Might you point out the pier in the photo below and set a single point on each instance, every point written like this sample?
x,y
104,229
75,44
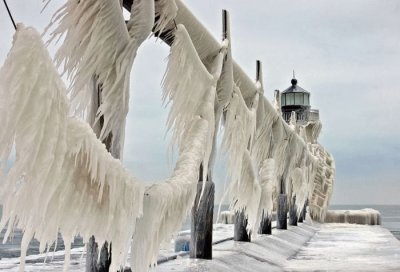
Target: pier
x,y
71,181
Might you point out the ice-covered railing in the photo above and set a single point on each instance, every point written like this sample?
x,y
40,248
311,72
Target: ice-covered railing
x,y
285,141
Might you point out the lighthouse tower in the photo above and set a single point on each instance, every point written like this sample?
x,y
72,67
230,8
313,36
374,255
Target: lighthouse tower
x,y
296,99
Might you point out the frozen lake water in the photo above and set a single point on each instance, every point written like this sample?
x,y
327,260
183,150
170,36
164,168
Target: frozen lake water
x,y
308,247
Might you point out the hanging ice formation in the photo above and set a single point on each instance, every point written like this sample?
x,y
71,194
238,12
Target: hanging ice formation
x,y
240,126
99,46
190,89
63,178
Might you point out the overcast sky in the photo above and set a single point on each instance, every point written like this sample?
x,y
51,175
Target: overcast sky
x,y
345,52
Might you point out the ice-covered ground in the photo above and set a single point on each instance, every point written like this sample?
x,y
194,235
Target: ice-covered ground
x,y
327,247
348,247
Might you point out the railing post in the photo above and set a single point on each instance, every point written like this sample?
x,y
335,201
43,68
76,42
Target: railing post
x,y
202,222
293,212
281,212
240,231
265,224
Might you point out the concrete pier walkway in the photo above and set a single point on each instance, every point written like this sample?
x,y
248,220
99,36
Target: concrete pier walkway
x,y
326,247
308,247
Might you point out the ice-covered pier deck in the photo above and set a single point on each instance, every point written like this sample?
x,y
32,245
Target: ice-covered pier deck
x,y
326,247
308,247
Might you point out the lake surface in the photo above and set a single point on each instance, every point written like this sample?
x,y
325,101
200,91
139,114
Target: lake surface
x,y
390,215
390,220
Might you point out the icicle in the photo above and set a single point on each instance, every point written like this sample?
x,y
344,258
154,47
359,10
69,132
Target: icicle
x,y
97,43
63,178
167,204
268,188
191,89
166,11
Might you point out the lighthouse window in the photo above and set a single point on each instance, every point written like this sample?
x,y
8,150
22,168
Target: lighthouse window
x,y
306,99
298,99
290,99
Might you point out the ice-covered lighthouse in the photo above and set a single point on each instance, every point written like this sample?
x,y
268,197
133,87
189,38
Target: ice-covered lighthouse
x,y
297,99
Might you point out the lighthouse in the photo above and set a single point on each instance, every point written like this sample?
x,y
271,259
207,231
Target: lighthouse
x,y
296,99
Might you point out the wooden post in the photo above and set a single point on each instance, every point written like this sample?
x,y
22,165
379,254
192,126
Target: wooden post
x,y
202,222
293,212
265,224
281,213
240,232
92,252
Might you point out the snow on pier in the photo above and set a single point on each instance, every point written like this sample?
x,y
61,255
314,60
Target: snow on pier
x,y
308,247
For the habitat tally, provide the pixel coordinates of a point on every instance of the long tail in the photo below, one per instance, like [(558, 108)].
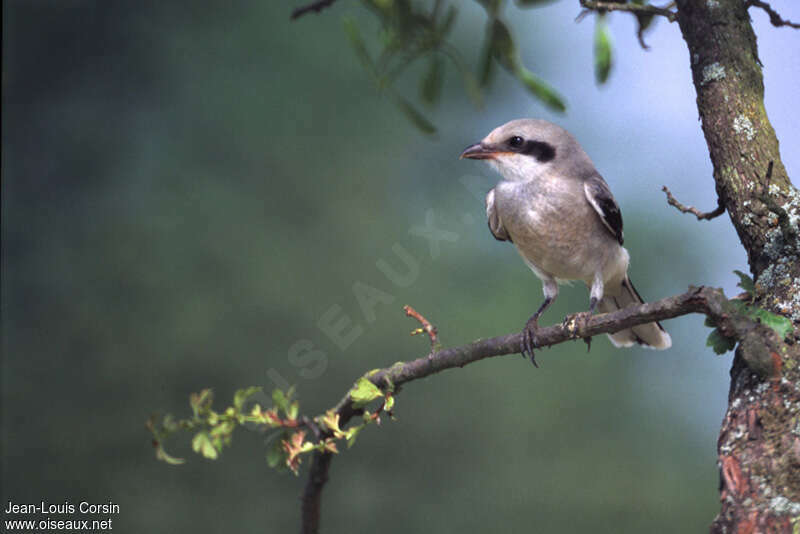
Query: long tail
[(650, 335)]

....

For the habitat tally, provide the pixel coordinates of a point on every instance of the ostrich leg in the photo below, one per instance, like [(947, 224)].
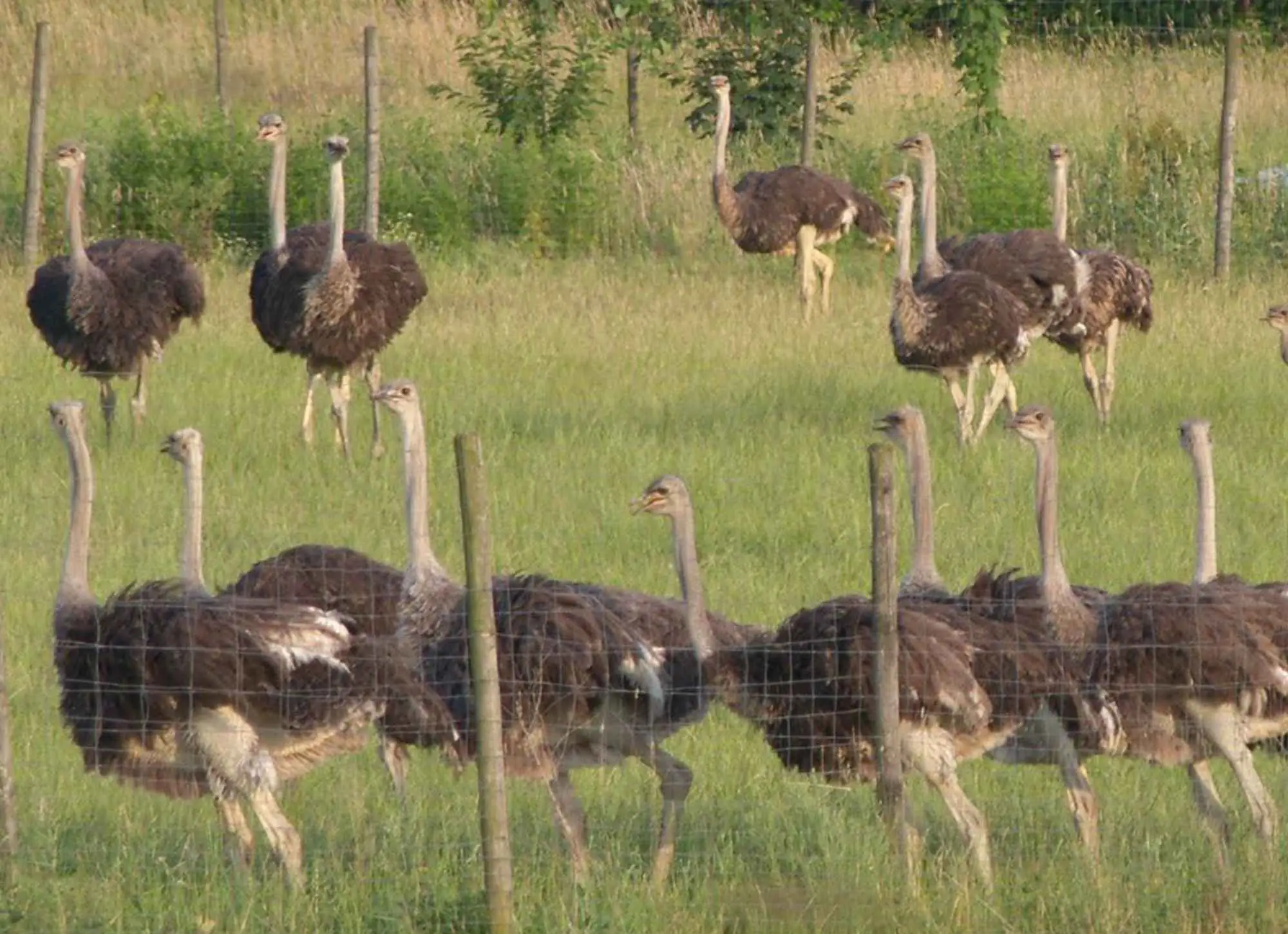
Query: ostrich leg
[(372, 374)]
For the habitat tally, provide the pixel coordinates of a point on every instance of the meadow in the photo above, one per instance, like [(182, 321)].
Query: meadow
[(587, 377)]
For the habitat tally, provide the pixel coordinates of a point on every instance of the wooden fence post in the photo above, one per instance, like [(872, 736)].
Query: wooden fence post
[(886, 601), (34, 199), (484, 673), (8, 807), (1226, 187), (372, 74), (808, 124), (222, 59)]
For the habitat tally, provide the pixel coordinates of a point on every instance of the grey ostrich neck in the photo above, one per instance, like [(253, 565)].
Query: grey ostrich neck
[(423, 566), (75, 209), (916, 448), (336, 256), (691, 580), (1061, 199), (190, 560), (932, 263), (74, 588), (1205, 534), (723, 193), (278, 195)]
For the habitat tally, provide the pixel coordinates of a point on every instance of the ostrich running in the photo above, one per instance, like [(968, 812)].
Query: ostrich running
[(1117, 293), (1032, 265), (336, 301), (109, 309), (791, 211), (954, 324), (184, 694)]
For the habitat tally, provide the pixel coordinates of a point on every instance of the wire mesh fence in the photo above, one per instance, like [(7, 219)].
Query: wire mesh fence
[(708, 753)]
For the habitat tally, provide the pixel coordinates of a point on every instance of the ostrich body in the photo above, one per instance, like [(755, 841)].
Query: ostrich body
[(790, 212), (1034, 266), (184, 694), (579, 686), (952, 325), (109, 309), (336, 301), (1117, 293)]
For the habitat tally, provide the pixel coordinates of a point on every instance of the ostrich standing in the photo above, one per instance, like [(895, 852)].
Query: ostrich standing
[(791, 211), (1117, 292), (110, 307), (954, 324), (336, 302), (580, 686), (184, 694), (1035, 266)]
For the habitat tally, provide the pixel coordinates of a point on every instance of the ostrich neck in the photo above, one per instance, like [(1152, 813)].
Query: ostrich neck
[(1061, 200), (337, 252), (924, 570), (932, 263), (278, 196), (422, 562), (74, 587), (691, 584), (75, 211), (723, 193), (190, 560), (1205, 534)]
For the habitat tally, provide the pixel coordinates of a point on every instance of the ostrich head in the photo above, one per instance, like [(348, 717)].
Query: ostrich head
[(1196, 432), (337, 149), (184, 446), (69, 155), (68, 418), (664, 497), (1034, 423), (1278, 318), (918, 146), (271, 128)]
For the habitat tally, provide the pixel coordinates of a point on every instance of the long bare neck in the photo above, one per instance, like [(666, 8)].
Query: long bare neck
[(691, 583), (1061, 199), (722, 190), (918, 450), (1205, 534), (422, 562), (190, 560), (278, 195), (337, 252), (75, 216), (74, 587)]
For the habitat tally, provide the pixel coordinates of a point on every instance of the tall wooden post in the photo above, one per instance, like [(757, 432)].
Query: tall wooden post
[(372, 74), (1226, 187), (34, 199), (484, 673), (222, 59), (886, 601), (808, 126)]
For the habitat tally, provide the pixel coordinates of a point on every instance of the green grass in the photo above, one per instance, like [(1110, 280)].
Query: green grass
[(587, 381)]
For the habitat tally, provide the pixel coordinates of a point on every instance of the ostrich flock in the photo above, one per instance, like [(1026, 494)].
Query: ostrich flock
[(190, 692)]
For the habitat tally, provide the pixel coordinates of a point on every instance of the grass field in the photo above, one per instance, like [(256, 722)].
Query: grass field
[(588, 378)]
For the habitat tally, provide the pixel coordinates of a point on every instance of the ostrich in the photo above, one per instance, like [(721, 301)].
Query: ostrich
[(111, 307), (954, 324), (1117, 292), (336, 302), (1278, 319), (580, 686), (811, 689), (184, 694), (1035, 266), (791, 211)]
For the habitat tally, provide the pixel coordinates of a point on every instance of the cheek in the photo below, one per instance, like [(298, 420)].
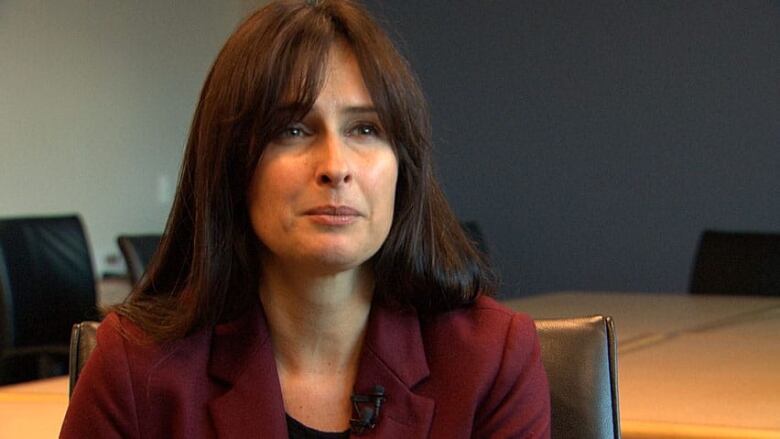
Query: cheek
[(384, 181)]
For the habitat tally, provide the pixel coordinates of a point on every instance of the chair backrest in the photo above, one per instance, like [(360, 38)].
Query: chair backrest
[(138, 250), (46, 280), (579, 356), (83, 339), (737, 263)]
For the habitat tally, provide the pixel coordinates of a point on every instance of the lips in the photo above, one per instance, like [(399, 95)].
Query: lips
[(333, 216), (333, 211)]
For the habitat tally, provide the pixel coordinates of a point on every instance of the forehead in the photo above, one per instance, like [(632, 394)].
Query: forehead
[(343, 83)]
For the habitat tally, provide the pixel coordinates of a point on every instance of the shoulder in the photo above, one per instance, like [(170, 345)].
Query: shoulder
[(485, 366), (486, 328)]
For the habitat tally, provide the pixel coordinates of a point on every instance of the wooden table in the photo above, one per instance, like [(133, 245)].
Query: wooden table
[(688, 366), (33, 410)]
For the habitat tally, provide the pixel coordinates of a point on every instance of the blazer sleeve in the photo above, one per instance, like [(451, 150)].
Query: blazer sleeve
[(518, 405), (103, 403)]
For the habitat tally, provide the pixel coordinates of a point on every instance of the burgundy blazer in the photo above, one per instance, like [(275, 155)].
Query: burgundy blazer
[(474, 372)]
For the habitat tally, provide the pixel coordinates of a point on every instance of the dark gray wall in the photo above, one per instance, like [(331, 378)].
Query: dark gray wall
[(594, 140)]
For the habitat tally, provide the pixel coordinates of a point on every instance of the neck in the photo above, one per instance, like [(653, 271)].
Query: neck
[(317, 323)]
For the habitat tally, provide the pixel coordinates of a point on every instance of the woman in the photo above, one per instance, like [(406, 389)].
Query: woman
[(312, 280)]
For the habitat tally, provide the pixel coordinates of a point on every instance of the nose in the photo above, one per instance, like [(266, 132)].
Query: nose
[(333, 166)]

....

● GIVEN EXERCISE: Please return the items word for word from the line containing "like [(182, 321)]." through the line containing "[(587, 377)]", including both of those lines.

● THE ANSWER:
For the habitat tally, provide the pixel coordinates of a point on every instance of the meadow in the photo above, one per instance, like [(182, 321)].
Query: meadow
[(587, 377)]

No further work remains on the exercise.